INSTRUCTIONS FOR THE TASK
Word for word, repeat each of the records below.

DATA FOR THIS EXERCISE
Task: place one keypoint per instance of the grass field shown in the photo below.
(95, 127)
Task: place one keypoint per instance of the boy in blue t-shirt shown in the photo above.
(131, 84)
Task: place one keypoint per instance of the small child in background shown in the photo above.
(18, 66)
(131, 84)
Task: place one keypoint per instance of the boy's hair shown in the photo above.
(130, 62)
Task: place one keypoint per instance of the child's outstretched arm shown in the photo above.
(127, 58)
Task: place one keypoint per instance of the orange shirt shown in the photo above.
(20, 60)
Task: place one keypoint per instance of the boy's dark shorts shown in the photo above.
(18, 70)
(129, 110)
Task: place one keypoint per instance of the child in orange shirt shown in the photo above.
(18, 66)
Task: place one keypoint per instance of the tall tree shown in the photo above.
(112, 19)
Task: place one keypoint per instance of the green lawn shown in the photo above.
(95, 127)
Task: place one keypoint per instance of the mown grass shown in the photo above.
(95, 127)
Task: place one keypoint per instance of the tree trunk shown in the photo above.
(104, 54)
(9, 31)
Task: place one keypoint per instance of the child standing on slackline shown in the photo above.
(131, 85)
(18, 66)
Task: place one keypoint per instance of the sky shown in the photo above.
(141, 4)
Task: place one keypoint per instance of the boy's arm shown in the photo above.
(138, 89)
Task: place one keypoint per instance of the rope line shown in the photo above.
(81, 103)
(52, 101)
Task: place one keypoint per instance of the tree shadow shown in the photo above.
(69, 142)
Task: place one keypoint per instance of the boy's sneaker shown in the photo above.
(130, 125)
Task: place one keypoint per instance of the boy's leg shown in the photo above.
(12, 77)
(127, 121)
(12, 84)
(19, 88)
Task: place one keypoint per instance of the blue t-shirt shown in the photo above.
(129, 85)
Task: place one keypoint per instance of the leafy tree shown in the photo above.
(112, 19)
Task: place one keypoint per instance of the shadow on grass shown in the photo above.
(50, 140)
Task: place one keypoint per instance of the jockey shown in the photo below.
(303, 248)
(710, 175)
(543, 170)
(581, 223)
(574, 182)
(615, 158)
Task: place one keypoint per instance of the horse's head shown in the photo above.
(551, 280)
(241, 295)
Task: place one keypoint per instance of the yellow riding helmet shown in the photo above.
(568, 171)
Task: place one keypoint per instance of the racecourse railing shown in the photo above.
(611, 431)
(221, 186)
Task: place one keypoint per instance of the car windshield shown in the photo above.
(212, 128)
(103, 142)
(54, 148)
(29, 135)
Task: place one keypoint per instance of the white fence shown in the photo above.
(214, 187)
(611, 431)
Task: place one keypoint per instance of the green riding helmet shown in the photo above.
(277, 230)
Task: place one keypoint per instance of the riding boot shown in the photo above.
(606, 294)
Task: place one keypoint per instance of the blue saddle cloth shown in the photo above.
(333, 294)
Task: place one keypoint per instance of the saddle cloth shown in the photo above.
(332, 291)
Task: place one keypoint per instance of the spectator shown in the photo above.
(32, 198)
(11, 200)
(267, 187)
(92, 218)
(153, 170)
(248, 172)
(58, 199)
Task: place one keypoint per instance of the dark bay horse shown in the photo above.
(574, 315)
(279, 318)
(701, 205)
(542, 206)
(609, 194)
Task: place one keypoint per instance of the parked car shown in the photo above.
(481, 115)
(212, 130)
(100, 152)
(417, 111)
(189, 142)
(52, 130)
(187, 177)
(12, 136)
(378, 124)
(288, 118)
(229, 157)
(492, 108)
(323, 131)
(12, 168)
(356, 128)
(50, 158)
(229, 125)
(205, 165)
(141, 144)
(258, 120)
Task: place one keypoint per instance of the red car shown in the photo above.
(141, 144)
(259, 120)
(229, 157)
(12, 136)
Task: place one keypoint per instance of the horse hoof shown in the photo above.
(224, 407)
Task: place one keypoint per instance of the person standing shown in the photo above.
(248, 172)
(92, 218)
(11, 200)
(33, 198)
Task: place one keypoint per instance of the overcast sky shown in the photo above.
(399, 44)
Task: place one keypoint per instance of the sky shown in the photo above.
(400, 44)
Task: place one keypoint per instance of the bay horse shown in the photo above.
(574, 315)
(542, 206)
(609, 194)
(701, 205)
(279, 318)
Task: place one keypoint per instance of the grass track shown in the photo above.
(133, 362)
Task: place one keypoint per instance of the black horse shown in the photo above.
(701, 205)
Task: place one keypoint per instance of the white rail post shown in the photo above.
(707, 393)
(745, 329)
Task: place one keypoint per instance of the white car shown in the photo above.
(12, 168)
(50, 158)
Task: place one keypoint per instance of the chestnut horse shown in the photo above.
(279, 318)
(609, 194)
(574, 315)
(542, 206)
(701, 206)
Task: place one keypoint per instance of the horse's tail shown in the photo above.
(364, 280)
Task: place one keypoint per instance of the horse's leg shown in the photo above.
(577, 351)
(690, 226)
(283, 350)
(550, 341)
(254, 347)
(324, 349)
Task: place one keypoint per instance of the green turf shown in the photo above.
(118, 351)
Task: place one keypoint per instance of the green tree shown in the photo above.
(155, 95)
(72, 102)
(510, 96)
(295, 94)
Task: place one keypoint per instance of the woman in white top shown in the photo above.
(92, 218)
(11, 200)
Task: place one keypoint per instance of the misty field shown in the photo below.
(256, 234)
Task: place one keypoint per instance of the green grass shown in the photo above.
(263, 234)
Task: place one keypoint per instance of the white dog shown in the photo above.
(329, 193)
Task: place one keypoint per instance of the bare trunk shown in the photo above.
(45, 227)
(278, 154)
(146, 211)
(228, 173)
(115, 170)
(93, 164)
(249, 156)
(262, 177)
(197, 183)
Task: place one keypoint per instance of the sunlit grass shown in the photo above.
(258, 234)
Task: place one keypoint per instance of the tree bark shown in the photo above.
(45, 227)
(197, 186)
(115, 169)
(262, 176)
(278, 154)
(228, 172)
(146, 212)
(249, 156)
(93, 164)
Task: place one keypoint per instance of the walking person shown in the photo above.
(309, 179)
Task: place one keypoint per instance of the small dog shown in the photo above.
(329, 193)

OUTPUT BELOW
Task: place one keypoint per instance of the grass field shown in the photo below.
(95, 127)
Task: place one keypoint per instance of the boy in blue t-shirt shown in the photo above.
(131, 84)
Task: place one keypoint per instance of the small child in background shown in the photo above.
(18, 66)
(131, 84)
Task: place one keypoint per instance of the boy's hair shown in the photo above.
(130, 62)
Task: place one keypoint per instance of the child's outstretched arm shown in the photo above.
(127, 58)
Task: place one keypoint per instance of the orange shirt shown in the photo above.
(20, 60)
Task: place one keypoint per instance of the boy's dark shorts shown in the photo above.
(18, 70)
(129, 110)
Task: place one keypoint per instance of the child in orange shirt shown in the photo above.
(18, 66)
Task: place one keypoint per instance of the tall tree shown in the photo above.
(112, 19)
Task: place one keypoint per instance of the green lawn shown in the photo above.
(95, 127)
Task: place one keypoint per instance of the mown grass shown in the photo above.
(95, 127)
Task: place one keypoint per instance of the tree trunk shown in the photo above.
(104, 54)
(9, 31)
Task: place one keypoint per instance of the child standing on slackline shown in the photo above.
(131, 85)
(18, 66)
Task: place one keypoint per instance of the sky shown in the photo above.
(141, 4)
Task: place one keypoint per instance of the boy's arm shown in the photo above.
(138, 89)
Task: place one keypoint per instance of the rope line shown in the photo above.
(81, 103)
(52, 101)
Task: place one keypoint per instance of the tree shadow shown in the photo above.
(69, 142)
Task: place one keypoint per instance of the boy's sneaker shown in the photo above.
(130, 125)
Task: place one keypoint per instance of the boy's leg shown in the photo above.
(12, 77)
(127, 121)
(12, 84)
(19, 88)
Task: place one keypoint per instance of the blue t-shirt shown in the photo above.
(129, 85)
Task: place one keypoint per instance of the leafy tree shown in the photo above.
(112, 19)
Task: place one keypoint per instance of the shadow on grass shown in the photo above.
(50, 140)
Task: place one keypoint per instance of the jockey shown in the photo below.
(303, 248)
(710, 175)
(543, 170)
(581, 223)
(574, 182)
(615, 158)
Task: place one keypoint per instance of the horse's head shown in the photo above.
(551, 280)
(241, 295)
Task: place one keypoint per instance of the yellow riding helmet shown in the photo above.
(568, 171)
Task: place one keypoint per instance of the racecourse railing shown in the photo above.
(611, 431)
(221, 186)
Task: place one keypoint per instance of the car windshield shown in the photo above.
(212, 128)
(103, 142)
(54, 148)
(29, 135)
Task: place one keypoint per instance of the white fence shown in the photo above.
(214, 187)
(611, 431)
Task: place one keypoint per instance of the green riding helmet shown in the photo above.
(277, 230)
Task: place one keypoint per instance of the riding boot shown in the photo above.
(606, 294)
Task: place one keypoint per instance of the blue saddle cloth shown in the photo above.
(333, 294)
Task: place one keypoint per instance of the saddle cloth shown in the photo above.
(332, 291)
Task: place one keypoint per instance of the spectator shown in the photo above.
(32, 198)
(11, 200)
(267, 187)
(92, 218)
(153, 170)
(248, 172)
(58, 199)
Task: place one keypoint per instance of the dark bay horse shown in the photo above.
(574, 315)
(279, 318)
(701, 205)
(542, 206)
(609, 194)
Task: place one keypoint per instance of the parked car shown in the photo above.
(481, 115)
(212, 130)
(100, 152)
(417, 111)
(189, 142)
(52, 130)
(187, 177)
(12, 136)
(378, 124)
(288, 118)
(229, 157)
(492, 108)
(323, 131)
(12, 168)
(356, 128)
(50, 158)
(229, 125)
(205, 165)
(141, 144)
(258, 120)
Task: place one keypoint per instance of the red car shown in the photo above.
(141, 144)
(259, 120)
(229, 157)
(12, 136)
Task: place one keypoint per instance of the horse hoof shown in the photo above.
(224, 407)
Task: place one keypoint per instance of the person standing shown in the photo above.
(248, 172)
(92, 218)
(11, 200)
(33, 198)
Task: place one keypoint per instance of the overcast sky shown in the photo above.
(399, 44)
Task: place one keypoint per instance of the sky shown in the photo above.
(400, 44)
Task: place one keypoint per instance of the bay horse shown in the photo above.
(574, 315)
(542, 206)
(609, 194)
(701, 205)
(279, 318)
Task: place one keypoint per instance of the grass track shown in the photo above.
(133, 362)
Task: place one keypoint per instance of the black horse shown in the photo above.
(701, 205)
Task: place one keypoint per instance of the white rail post shown in the photo above.
(707, 393)
(745, 329)
Task: place one keypoint per instance of the white car shown in the photo above.
(12, 168)
(50, 158)
Task: place one keypoint per instance of the chestnut horse shown in the photo above.
(279, 318)
(609, 194)
(574, 315)
(542, 206)
(701, 206)
Task: place one keypoint per instance of the horse's tail shown in the photo above.
(364, 280)
Task: place one keypoint per instance of the horse's leg shown in the photo above.
(577, 351)
(690, 226)
(283, 350)
(550, 341)
(254, 347)
(324, 349)
Task: place one keypoint per instance of the green turf shown in the photo above.
(118, 351)
Task: place one keypoint per instance of the green tree shown in the photo above.
(155, 95)
(72, 102)
(510, 96)
(295, 94)
Task: place one keypoint per instance of the woman in white top shown in the photo above.
(92, 218)
(11, 200)
Task: place one keypoint per instance of the misty field shown in the photo below.
(256, 234)
Task: place one keypoint per instance of the green grass shown in the photo above.
(263, 234)
Task: place one keypoint per instance of the white dog shown in the photo above.
(329, 193)
Task: place one keypoint per instance of the bare trunk shown in the photo above.
(45, 227)
(278, 154)
(146, 211)
(228, 173)
(115, 170)
(93, 164)
(249, 156)
(262, 177)
(197, 183)
Task: place one keypoint per instance of the sunlit grass shown in the photo above.
(258, 234)
Task: place one keypoint per instance of the tree bark shown in the photo above.
(45, 227)
(197, 186)
(115, 169)
(262, 176)
(278, 154)
(228, 172)
(146, 212)
(249, 156)
(93, 164)
Task: place one keypoint per instance of the walking person shown in the photo above.
(309, 179)
Task: place one keypoint per instance of the small dog shown in the photo above.
(329, 193)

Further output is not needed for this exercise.